Data extracted from a collection

****

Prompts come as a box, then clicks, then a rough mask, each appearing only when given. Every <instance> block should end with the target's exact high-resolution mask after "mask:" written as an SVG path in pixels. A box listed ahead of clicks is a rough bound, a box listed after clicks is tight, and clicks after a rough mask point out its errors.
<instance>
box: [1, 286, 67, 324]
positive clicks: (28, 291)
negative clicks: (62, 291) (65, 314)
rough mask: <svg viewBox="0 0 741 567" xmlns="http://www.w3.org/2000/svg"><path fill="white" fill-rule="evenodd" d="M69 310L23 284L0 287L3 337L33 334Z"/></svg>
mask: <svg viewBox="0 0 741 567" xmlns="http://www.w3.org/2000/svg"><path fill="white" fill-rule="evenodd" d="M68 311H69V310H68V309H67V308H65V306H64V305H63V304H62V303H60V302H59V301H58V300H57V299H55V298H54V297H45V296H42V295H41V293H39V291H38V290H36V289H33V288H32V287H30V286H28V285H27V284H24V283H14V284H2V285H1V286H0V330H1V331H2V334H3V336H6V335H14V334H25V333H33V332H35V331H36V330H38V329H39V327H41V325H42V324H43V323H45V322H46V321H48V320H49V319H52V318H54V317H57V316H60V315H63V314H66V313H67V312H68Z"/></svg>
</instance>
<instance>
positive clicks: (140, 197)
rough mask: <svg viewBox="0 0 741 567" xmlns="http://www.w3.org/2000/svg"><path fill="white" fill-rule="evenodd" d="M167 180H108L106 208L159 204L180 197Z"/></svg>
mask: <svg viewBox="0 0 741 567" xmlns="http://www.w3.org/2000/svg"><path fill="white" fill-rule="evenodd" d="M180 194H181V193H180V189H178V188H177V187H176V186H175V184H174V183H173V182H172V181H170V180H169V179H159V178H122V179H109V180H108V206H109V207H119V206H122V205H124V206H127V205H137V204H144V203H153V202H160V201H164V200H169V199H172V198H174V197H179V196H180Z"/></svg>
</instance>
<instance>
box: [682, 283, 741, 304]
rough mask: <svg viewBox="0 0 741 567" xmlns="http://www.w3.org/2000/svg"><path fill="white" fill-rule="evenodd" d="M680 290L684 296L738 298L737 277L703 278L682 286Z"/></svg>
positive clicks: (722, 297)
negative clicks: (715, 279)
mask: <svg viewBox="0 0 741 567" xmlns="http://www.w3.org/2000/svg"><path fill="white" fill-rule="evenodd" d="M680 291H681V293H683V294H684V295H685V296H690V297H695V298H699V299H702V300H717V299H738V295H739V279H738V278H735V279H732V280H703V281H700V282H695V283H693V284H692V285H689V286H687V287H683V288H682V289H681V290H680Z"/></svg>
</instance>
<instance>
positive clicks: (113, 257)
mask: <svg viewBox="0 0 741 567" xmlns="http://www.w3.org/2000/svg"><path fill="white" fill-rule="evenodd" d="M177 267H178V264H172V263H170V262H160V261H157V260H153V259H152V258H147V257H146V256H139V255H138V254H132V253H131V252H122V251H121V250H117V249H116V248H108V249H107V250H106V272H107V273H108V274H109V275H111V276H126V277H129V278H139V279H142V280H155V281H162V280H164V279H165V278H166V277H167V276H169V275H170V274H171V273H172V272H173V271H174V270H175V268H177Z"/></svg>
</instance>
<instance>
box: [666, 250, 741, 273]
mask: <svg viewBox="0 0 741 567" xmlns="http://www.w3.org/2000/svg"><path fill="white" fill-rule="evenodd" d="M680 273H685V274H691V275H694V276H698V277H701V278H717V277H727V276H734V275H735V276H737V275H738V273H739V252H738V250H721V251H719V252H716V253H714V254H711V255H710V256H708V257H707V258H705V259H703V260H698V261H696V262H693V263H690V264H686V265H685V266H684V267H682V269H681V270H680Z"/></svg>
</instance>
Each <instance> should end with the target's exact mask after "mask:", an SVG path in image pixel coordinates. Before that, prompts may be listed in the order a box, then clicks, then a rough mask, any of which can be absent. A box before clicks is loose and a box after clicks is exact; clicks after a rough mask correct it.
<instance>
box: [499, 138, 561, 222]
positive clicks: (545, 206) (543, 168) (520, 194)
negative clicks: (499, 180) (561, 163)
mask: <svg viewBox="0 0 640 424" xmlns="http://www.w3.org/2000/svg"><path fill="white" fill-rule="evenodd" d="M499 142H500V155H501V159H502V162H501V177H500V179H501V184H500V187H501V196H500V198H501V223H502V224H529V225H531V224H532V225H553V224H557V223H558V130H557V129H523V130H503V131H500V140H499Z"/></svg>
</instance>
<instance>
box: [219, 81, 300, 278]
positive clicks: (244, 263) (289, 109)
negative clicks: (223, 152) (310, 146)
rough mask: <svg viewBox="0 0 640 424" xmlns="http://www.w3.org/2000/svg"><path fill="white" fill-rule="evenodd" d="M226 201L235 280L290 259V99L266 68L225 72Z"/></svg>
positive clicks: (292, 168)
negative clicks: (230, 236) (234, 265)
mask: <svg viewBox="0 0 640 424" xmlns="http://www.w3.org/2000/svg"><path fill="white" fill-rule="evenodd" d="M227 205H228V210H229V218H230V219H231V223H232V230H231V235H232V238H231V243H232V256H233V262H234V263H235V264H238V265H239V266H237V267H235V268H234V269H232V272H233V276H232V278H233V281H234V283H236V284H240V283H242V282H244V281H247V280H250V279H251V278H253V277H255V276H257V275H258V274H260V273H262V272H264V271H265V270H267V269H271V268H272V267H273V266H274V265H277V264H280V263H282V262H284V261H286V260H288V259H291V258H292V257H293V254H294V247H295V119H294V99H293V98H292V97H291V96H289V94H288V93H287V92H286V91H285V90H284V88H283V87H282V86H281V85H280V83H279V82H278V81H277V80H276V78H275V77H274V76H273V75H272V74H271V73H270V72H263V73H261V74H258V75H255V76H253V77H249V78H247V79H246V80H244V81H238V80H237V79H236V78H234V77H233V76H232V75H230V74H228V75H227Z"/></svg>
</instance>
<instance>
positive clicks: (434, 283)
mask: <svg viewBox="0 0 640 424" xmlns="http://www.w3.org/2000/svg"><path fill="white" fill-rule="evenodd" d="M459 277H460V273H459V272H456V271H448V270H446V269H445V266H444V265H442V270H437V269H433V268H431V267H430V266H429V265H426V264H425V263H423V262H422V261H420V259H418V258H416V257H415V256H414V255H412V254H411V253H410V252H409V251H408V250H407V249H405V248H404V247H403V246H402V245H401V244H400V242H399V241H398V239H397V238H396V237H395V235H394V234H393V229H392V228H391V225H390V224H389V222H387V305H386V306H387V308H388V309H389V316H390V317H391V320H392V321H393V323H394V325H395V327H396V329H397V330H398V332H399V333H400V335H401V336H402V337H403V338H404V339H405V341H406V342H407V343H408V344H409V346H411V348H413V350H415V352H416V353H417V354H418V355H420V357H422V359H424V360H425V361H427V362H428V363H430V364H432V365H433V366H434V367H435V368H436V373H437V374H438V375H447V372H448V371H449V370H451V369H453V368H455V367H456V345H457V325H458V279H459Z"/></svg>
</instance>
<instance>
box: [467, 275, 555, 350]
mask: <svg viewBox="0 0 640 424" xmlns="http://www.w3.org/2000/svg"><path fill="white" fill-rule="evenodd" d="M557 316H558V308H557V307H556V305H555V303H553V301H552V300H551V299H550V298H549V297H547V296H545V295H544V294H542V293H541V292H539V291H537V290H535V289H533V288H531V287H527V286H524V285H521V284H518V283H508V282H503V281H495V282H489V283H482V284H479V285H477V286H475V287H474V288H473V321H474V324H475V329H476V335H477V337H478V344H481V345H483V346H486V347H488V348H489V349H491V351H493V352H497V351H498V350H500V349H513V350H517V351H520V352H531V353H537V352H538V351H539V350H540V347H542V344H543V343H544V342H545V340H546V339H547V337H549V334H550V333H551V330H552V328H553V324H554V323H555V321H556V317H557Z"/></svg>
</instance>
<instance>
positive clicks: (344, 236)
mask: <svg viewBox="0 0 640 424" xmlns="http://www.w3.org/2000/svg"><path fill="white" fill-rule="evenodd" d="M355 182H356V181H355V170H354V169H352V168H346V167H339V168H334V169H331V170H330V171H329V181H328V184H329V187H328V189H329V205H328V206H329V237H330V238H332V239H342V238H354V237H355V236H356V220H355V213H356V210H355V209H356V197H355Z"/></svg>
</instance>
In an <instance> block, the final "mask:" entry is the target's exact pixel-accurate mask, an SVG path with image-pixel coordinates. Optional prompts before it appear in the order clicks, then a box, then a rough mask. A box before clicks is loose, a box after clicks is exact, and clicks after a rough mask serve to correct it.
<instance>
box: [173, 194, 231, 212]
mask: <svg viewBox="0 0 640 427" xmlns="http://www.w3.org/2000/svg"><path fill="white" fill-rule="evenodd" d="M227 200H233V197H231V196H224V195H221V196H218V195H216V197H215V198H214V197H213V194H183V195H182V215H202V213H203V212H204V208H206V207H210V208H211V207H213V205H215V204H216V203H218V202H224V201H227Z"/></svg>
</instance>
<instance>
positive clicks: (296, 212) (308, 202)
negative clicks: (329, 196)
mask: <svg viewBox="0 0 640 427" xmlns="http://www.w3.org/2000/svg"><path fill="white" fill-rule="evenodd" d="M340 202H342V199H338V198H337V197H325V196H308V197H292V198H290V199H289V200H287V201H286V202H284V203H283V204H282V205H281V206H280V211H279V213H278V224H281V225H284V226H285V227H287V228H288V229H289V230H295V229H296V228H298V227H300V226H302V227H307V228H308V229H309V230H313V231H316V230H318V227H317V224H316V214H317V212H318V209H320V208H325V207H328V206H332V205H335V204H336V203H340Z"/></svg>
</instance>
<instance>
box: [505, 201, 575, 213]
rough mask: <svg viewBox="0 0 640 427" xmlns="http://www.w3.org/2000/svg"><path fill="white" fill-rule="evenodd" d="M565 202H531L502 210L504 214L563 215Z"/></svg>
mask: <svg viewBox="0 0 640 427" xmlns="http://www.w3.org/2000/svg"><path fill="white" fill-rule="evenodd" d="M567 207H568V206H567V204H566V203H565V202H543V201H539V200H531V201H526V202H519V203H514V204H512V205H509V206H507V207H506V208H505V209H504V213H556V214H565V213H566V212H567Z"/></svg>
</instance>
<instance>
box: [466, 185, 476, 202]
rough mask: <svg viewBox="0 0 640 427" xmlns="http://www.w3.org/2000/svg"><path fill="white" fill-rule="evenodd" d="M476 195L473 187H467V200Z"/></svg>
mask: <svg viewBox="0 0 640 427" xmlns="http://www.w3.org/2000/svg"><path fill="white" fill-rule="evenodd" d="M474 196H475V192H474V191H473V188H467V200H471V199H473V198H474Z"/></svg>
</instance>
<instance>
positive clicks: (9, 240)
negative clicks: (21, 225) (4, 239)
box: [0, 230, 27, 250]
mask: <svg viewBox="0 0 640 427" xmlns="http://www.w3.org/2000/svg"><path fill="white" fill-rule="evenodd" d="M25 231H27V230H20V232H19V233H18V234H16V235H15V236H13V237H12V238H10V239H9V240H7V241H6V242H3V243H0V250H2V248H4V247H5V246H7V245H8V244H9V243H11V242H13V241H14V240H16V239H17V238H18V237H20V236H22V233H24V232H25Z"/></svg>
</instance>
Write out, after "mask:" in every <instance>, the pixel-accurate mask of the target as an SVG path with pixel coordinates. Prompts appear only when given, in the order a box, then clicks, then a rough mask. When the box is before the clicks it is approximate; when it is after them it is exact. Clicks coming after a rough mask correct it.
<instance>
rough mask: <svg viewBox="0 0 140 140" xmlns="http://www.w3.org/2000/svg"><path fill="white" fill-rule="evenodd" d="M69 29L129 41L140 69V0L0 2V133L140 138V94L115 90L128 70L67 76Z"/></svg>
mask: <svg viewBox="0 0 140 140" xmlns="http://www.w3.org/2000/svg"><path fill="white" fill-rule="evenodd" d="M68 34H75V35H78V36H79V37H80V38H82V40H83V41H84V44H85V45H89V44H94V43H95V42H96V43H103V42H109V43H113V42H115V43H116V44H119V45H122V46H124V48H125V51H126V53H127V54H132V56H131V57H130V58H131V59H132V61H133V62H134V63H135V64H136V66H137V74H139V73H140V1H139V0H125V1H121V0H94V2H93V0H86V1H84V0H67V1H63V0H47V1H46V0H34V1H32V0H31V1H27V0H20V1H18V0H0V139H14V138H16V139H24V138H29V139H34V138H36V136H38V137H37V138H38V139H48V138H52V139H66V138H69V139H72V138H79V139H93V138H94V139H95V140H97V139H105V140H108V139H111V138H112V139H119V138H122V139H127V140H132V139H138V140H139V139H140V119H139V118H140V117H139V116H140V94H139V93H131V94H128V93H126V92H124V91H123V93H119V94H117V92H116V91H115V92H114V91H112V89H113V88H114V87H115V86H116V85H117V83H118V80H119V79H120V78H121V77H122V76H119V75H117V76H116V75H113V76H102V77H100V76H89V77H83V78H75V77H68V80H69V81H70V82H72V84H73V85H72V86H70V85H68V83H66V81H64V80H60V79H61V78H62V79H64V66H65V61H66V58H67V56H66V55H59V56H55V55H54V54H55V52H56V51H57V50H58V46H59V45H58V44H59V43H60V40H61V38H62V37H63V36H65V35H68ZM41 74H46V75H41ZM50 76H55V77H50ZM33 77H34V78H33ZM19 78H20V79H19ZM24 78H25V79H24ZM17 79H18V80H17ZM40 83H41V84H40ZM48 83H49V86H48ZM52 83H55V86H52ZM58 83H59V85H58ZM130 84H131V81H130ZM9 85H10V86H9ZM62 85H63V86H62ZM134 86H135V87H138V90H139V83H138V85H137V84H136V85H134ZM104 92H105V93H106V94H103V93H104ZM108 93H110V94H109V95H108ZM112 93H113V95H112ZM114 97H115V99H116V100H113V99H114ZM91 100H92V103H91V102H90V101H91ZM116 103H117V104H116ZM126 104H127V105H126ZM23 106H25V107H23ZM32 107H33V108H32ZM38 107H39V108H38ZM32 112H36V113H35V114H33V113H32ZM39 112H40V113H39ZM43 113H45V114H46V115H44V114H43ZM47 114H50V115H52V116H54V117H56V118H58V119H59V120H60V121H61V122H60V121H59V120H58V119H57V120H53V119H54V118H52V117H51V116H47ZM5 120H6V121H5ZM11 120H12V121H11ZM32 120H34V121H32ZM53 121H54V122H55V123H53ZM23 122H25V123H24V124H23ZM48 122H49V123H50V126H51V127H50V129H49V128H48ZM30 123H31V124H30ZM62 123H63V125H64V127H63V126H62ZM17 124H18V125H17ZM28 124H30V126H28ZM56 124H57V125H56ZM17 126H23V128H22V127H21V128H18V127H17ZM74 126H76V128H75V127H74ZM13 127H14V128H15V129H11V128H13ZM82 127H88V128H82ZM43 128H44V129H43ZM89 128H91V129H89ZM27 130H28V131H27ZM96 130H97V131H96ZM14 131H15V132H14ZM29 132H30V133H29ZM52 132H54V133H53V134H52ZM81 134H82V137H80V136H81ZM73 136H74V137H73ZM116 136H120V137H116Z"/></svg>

****

Task statement:
Starting with the first line of the records above, give back each line exactly until the line with "positive clicks: (722, 297)" has been given as well.

Response for this exercise:
Prompts come as a box, then clicks, then a rough mask, each appearing only when given. Every <instance> block should end with the target's exact high-resolution mask after "mask:" written as an SVG path in pixels. A box listed ahead of clicks is a rough bound, a box listed after clicks is tight, and clicks after a rough mask point out its errors.
<instance>
box: [1, 286, 67, 324]
positive clicks: (28, 291)
negative clicks: (62, 291) (65, 314)
rough mask: <svg viewBox="0 0 741 567" xmlns="http://www.w3.org/2000/svg"><path fill="white" fill-rule="evenodd" d="M69 310L23 284L0 287L3 337L33 334Z"/></svg>
mask: <svg viewBox="0 0 741 567" xmlns="http://www.w3.org/2000/svg"><path fill="white" fill-rule="evenodd" d="M68 311H69V310H68V309H67V308H65V306H64V305H63V304H62V303H60V302H59V301H58V300H57V299H55V298H54V297H45V296H42V295H41V293H39V291H38V290H36V289H33V288H32V287H30V286H28V285H27V284H24V283H14V284H2V285H1V286H0V330H1V331H2V334H3V336H6V335H14V334H25V333H33V332H35V331H36V330H38V329H39V327H41V325H42V324H43V323H45V322H46V321H48V320H49V319H52V318H54V317H57V316H60V315H63V314H66V313H67V312H68Z"/></svg>
</instance>
<instance>
positive clicks: (140, 197)
rough mask: <svg viewBox="0 0 741 567" xmlns="http://www.w3.org/2000/svg"><path fill="white" fill-rule="evenodd" d="M167 180H108L106 208L159 204L180 197Z"/></svg>
mask: <svg viewBox="0 0 741 567" xmlns="http://www.w3.org/2000/svg"><path fill="white" fill-rule="evenodd" d="M180 194H181V193H180V189H178V188H177V187H176V186H175V184H174V183H173V182H172V181H170V180H169V179H159V178H122V179H109V180H108V206H109V207H119V206H122V205H124V206H127V205H137V204H144V203H153V202H160V201H164V200H169V199H172V198H174V197H179V196H180Z"/></svg>
</instance>
<instance>
box: [682, 283, 741, 304]
rough mask: <svg viewBox="0 0 741 567" xmlns="http://www.w3.org/2000/svg"><path fill="white" fill-rule="evenodd" d="M680 290L684 296L738 298L737 277L703 278L682 286Z"/></svg>
positive clicks: (722, 297)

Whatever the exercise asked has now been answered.